» Record excerpts:
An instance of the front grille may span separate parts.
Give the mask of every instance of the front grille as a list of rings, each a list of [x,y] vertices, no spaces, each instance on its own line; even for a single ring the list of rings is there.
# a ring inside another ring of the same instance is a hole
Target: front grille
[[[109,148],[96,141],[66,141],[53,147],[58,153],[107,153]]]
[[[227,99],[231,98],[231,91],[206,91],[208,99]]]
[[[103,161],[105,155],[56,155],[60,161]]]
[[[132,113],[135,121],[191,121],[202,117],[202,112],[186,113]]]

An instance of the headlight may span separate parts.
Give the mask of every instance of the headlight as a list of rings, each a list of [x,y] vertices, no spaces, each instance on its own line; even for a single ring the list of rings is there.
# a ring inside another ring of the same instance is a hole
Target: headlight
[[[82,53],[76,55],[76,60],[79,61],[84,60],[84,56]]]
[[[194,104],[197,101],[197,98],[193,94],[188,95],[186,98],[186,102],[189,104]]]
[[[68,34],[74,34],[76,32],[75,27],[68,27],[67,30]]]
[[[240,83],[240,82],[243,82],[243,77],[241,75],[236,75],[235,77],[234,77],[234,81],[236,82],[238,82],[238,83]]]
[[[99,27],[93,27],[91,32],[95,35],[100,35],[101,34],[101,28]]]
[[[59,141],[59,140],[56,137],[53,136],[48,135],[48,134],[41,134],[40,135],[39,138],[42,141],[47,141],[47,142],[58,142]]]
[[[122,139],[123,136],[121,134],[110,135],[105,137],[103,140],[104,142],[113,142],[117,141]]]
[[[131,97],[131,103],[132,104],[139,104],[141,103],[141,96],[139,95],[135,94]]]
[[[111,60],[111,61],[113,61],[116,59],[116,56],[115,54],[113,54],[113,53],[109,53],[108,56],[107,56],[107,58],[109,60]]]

» Task to carry out:
Render all of the data above as a JSON list of strings with one string per line, skipping any blank lines.

» Written answer:
[
  "An instance of the front grille may span separate parts.",
  "Give the mask of every instance of the front grille as a list of rings, each a list of [x,y] vertices, no spaces, each instance on its own line; even for a single ring the list of rings is there.",
  "# a ring inside another ring of the same instance is a hole",
  "Target: front grille",
  "[[[109,148],[96,141],[66,141],[53,147],[58,153],[107,153]]]",
  "[[[227,99],[231,98],[231,91],[206,91],[208,99]]]",
  "[[[103,161],[105,155],[56,155],[60,161]]]",
  "[[[132,113],[135,121],[191,121],[202,117],[202,112],[186,113]]]",
  "An instance of the headlight may span separate parts.",
  "Give the mask of every instance of the headlight as a list of rings, each a list of [x,y] vertices, no spaces, each instance on its own line; even for a single ring the list of rings is there.",
  "# a ring inside another ring of the same instance is a hole",
  "Target: headlight",
  "[[[82,53],[76,55],[76,60],[79,61],[84,60],[84,56]]]",
  "[[[194,104],[197,101],[197,98],[193,94],[188,95],[186,98],[186,102],[189,104]]]",
  "[[[68,34],[74,34],[76,32],[75,27],[68,27],[67,30]]]",
  "[[[240,83],[240,82],[243,82],[243,77],[241,75],[236,75],[235,77],[234,77],[234,81],[236,82],[238,82],[238,83]]]",
  "[[[99,27],[93,27],[91,32],[95,35],[100,35],[101,34],[101,28]]]",
  "[[[59,141],[59,140],[56,137],[53,136],[48,135],[48,134],[41,134],[40,135],[39,138],[42,141],[47,141],[47,142],[58,142]]]",
  "[[[122,139],[123,136],[121,134],[110,135],[105,137],[103,140],[104,142],[113,142],[117,141]]]",
  "[[[131,97],[131,103],[132,104],[139,104],[141,103],[141,96],[139,95],[135,94]]]",
  "[[[111,60],[111,61],[113,61],[116,59],[116,56],[115,54],[113,54],[113,53],[109,53],[108,56],[107,56],[107,58],[109,60]]]"
]